- _Exercise prompt_: In the NiTi yarn text, what is introduced as a governing design parameter to address the limitation of the existing analytical model?

- _Text_:
━━━━━━━━━━━━━━━━
Design Optimization of Superelastic Niti Yarns for Energy-Absorbing Textiles

Superelastic nickel–titanium (NiTi) microfilament yarns are promising for energy-absorbing textile systems because they combine high strength, flexibility, and reversible phase transformation with recovery under repeated loading. These characteristics make them attractive for passive adaptive applications such as pressure-redistributing medical textiles, prosthetic liners, and protective wearable systems. However, achieving desired force, stiffness, and energy absorption in superelastic NiTi yarns requires a predictive framework that links yarn geometry and manufacturing parameters to mechanical response. This work addresses a key limitation in an existing analytical model for superelastic SMA yarns: the geometric yarn parameters are not fully independent because the influence of packing density is not explicitly captured. To close this gap, packing density is introduced as a governing design parameter that relates yarn geometry to internal filament arrangement and overall performance. Twisted yarns were manufactured in-house, and a microscopy-based image analysis procedure was developed to experimentally characterize radial packing density across yarn cross sections. Using data from multiple yarn geometries and replicated measurements, an empirical relationship was established between packing density, twist, and normalized radial position. The resulting framework provides a stable and interpretable description of radial packing behavior and creates a path toward more accurate prediction of yarn force response. By linking manufacturable design variables to mechanical performance, this work lays the foundation for optimization-based inverse design of superelastic NiTi yarns tailored for energy absorption in biomedical, protective, and wearable textile applications.
━━━━━━━━━━━━━━━━
- _Recorded information_:

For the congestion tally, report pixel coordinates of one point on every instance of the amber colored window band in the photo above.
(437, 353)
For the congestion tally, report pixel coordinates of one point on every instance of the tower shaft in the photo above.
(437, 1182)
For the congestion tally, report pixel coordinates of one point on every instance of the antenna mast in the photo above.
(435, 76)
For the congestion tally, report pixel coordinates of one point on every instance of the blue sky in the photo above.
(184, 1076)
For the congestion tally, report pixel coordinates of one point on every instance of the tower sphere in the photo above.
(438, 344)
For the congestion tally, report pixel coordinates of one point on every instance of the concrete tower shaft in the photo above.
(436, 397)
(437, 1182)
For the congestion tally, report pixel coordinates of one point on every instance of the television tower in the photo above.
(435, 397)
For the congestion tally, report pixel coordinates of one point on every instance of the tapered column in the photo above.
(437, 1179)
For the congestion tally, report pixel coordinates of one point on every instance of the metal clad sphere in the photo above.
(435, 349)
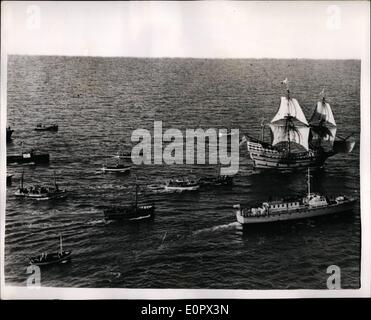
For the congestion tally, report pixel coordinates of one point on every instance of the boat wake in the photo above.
(217, 228)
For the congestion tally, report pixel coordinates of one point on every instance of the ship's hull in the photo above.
(181, 189)
(116, 169)
(130, 214)
(51, 259)
(49, 128)
(42, 197)
(35, 158)
(295, 214)
(268, 158)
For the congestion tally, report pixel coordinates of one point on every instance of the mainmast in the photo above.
(21, 186)
(290, 124)
(322, 122)
(60, 243)
(308, 181)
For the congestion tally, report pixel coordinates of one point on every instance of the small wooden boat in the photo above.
(41, 192)
(9, 133)
(28, 157)
(131, 213)
(45, 259)
(41, 127)
(182, 185)
(119, 167)
(221, 180)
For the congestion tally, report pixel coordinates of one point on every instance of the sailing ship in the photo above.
(293, 207)
(42, 127)
(295, 142)
(59, 257)
(131, 213)
(40, 192)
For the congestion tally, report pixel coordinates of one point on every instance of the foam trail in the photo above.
(217, 228)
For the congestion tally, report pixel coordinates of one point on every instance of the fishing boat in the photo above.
(119, 167)
(295, 142)
(40, 192)
(182, 185)
(59, 257)
(9, 133)
(131, 213)
(28, 157)
(220, 180)
(42, 127)
(293, 208)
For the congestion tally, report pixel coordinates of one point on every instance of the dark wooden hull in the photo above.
(130, 214)
(49, 128)
(35, 158)
(50, 259)
(268, 158)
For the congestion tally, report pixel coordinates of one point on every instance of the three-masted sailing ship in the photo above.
(295, 142)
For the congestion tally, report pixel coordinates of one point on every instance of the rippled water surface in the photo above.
(195, 241)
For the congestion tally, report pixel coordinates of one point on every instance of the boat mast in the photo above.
(136, 195)
(22, 180)
(262, 125)
(60, 243)
(288, 119)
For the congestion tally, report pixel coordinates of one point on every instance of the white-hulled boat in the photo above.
(59, 257)
(312, 205)
(41, 192)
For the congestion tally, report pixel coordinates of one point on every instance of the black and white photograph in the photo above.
(185, 149)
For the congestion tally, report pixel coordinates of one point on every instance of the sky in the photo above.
(208, 29)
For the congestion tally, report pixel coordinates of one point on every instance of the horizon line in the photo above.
(177, 57)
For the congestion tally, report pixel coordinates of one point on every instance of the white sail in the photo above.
(328, 136)
(300, 135)
(323, 114)
(290, 108)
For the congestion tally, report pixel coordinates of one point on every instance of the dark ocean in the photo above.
(194, 241)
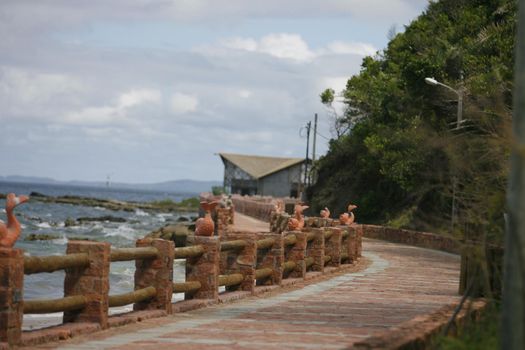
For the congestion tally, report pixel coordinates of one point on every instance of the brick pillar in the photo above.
(348, 244)
(359, 241)
(332, 246)
(204, 269)
(91, 282)
(315, 249)
(157, 273)
(358, 230)
(231, 217)
(296, 253)
(242, 261)
(223, 220)
(11, 295)
(271, 258)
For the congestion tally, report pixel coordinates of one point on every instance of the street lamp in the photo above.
(434, 82)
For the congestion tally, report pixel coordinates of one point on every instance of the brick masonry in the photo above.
(331, 314)
(92, 282)
(11, 290)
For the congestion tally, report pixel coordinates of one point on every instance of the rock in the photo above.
(41, 237)
(70, 222)
(104, 218)
(37, 194)
(176, 233)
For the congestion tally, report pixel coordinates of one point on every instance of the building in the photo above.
(266, 176)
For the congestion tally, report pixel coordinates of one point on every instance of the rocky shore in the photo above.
(190, 204)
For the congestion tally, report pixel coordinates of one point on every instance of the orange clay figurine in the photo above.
(325, 213)
(205, 226)
(9, 233)
(297, 222)
(346, 218)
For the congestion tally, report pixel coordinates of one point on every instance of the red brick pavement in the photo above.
(400, 283)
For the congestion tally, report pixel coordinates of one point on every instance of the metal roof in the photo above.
(258, 166)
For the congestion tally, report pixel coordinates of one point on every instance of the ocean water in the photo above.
(44, 218)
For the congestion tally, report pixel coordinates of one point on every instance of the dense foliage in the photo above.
(398, 155)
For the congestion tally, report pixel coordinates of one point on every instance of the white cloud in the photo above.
(245, 93)
(182, 103)
(137, 97)
(287, 46)
(33, 94)
(350, 48)
(118, 113)
(238, 43)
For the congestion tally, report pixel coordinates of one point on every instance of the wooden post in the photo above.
(272, 258)
(157, 273)
(242, 261)
(91, 282)
(333, 246)
(297, 254)
(204, 269)
(223, 220)
(315, 249)
(11, 295)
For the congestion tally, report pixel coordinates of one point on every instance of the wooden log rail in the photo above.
(236, 261)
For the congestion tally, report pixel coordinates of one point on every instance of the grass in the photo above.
(481, 335)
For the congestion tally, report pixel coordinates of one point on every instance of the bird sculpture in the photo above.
(325, 213)
(348, 218)
(9, 233)
(278, 206)
(205, 226)
(297, 222)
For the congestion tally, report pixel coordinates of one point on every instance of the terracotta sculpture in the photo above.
(325, 213)
(297, 222)
(348, 218)
(279, 206)
(205, 226)
(9, 233)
━━━━━━━━━━━━━━━━
- _Answer to the problem_: Packing density.